[Items from a data source]
+++

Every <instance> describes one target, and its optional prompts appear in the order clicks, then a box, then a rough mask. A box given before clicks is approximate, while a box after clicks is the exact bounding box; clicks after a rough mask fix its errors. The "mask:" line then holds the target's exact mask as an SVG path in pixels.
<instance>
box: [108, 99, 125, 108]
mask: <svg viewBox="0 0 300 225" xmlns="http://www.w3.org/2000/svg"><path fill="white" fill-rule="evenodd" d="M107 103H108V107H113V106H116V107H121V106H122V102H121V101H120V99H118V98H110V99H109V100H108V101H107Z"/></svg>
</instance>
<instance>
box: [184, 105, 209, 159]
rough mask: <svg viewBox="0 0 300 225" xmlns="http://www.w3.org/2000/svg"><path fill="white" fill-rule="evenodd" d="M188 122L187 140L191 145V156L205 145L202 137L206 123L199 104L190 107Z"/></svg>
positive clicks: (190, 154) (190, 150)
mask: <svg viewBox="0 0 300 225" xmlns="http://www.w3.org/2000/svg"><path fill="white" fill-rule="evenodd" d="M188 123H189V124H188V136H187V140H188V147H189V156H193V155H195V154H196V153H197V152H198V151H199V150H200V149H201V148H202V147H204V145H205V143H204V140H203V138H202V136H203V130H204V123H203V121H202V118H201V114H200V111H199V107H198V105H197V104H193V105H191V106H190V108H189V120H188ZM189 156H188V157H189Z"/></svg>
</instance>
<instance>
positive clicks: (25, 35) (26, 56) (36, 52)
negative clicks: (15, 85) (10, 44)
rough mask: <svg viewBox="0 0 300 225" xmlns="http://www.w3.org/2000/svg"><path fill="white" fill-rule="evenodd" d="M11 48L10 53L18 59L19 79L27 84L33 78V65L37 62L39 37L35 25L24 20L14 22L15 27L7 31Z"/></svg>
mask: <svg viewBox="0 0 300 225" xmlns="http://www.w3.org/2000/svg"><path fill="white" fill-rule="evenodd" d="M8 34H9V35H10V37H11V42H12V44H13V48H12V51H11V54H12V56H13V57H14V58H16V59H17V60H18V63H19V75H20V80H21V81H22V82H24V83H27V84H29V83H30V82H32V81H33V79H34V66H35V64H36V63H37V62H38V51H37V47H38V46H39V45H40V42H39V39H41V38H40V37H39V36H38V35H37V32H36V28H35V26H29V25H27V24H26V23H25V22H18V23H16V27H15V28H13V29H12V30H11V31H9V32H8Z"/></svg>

+++

▶ **Task**: Print out every record, character for character.

▶ **Answer section**:
Every <instance> describes one target, and its optional prompts appear in the order clicks, then a box, then a rough mask. A box given before clicks is approximate, while a box after clicks is the exact bounding box; clicks after a rough mask fix its errors. The "mask:" line then holds the target's exact mask as an SVG path in pixels.
<instance>
box: [108, 99, 125, 108]
mask: <svg viewBox="0 0 300 225" xmlns="http://www.w3.org/2000/svg"><path fill="white" fill-rule="evenodd" d="M107 103H108V107H113V106H116V107H121V106H122V102H121V101H120V99H118V98H110V99H109V100H108V101H107Z"/></svg>
</instance>
<instance>
box: [184, 105, 209, 159]
rough mask: <svg viewBox="0 0 300 225" xmlns="http://www.w3.org/2000/svg"><path fill="white" fill-rule="evenodd" d="M188 122L187 140L191 145V156L205 145L202 137L206 123L199 104L190 107Z"/></svg>
positive clicks: (190, 154) (190, 150)
mask: <svg viewBox="0 0 300 225" xmlns="http://www.w3.org/2000/svg"><path fill="white" fill-rule="evenodd" d="M188 123H189V124H188V136H187V140H188V147H189V156H193V155H195V154H196V153H197V152H198V151H199V150H200V149H201V148H202V147H204V145H205V143H204V140H203V138H202V136H203V130H204V123H203V121H202V118H201V114H200V111H199V107H198V105H197V104H193V105H191V106H190V108H189V120H188ZM189 156H188V157H189Z"/></svg>
</instance>
<instance>
positive clicks: (25, 35) (26, 56) (36, 52)
negative clicks: (15, 85) (10, 44)
rough mask: <svg viewBox="0 0 300 225" xmlns="http://www.w3.org/2000/svg"><path fill="white" fill-rule="evenodd" d="M11 48L10 53L18 59L19 79L27 84L33 78V65L37 62L39 37L35 25L24 20L14 22L15 27L7 31Z"/></svg>
mask: <svg viewBox="0 0 300 225" xmlns="http://www.w3.org/2000/svg"><path fill="white" fill-rule="evenodd" d="M8 34H9V35H10V37H11V42H12V44H13V48H12V51H11V54H12V56H13V57H14V58H16V59H17V60H18V63H19V75H20V80H21V81H22V82H24V83H27V84H29V83H30V82H32V81H33V79H34V66H35V64H36V63H37V62H38V51H37V47H38V46H39V45H40V42H39V39H41V38H40V37H39V36H38V35H37V32H36V28H35V26H29V25H27V24H26V23H25V22H18V23H16V27H15V28H13V29H12V30H11V31H9V32H8Z"/></svg>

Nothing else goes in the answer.